[[ Records supplied open ]]

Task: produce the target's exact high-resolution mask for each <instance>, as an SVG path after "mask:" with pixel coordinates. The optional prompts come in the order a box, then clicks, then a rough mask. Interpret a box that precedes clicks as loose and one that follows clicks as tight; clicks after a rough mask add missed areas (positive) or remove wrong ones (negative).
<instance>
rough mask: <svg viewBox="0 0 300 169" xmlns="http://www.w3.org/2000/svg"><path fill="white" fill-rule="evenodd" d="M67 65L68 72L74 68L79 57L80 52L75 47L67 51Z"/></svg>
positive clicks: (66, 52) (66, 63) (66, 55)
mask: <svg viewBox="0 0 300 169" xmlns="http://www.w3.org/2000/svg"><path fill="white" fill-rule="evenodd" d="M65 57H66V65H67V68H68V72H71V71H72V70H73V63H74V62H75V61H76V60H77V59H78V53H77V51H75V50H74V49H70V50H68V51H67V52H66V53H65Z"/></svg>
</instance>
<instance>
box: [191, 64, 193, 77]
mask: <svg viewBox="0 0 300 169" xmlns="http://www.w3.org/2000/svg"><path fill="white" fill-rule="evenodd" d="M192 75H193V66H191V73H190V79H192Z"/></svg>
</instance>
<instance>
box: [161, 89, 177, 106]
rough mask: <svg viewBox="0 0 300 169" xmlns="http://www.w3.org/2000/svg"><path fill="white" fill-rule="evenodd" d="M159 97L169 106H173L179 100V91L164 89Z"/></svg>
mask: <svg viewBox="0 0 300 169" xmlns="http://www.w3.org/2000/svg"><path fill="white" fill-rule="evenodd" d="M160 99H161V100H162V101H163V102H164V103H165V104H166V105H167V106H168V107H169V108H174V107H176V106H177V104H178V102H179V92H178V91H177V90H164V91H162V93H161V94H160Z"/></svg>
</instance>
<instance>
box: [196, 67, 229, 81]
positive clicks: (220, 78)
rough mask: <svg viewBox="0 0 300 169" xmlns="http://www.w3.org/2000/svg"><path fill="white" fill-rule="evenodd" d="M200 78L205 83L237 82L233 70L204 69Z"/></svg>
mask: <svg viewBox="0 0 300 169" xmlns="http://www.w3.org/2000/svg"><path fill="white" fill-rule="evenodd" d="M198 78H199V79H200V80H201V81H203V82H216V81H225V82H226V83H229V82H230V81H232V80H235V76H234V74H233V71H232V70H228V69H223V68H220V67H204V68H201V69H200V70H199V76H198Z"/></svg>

[[ Records supplied closed ]]

Task requirements = Go through the entries and restate each one exactly.

Answer to the exercise =
Task: produce the target's exact high-resolution mask for each <instance>, as an SVG path after "mask:" with pixel coordinates. The optional prompts come in the order a box, then clicks, then a rough mask. Interpret a box that precedes clicks as loose and one that follows clicks as tight; clicks after a rough mask add missed areas (positive) or remove wrong ones (negative).
<instance>
rough mask: <svg viewBox="0 0 300 169" xmlns="http://www.w3.org/2000/svg"><path fill="white" fill-rule="evenodd" d="M67 65L68 72L74 68L79 57L80 52L75 47L67 51Z"/></svg>
positive clicks: (66, 52) (66, 63) (66, 55)
mask: <svg viewBox="0 0 300 169" xmlns="http://www.w3.org/2000/svg"><path fill="white" fill-rule="evenodd" d="M65 57H66V65H67V68H68V72H71V71H72V70H73V63H74V62H75V61H76V60H77V59H78V53H77V51H75V50H74V49H70V50H68V51H67V52H66V53H65Z"/></svg>
</instance>
<instance>
box: [191, 64, 193, 77]
mask: <svg viewBox="0 0 300 169" xmlns="http://www.w3.org/2000/svg"><path fill="white" fill-rule="evenodd" d="M192 75H193V66H191V73H190V79H192Z"/></svg>
</instance>
<instance>
box: [161, 89, 177, 106]
rough mask: <svg viewBox="0 0 300 169" xmlns="http://www.w3.org/2000/svg"><path fill="white" fill-rule="evenodd" d="M159 97L169 106H173L179 100V91L164 89Z"/></svg>
mask: <svg viewBox="0 0 300 169" xmlns="http://www.w3.org/2000/svg"><path fill="white" fill-rule="evenodd" d="M160 99H161V100H162V101H163V102H164V103H165V104H166V105H167V106H168V107H169V108H174V107H176V106H177V104H178V102H179V92H178V91H177V90H164V91H162V93H161V94H160Z"/></svg>
</instance>
<instance>
box: [196, 67, 229, 81]
positive clicks: (220, 78)
rough mask: <svg viewBox="0 0 300 169" xmlns="http://www.w3.org/2000/svg"><path fill="white" fill-rule="evenodd" d="M200 78L205 83L237 82L233 70L204 69Z"/></svg>
mask: <svg viewBox="0 0 300 169" xmlns="http://www.w3.org/2000/svg"><path fill="white" fill-rule="evenodd" d="M198 78H199V79H200V80H201V81H203V82H216V81H225V82H226V83H229V82H230V81H232V80H235V76H234V74H233V71H232V70H228V69H223V68H220V67H204V68H201V69H200V70H199V76H198Z"/></svg>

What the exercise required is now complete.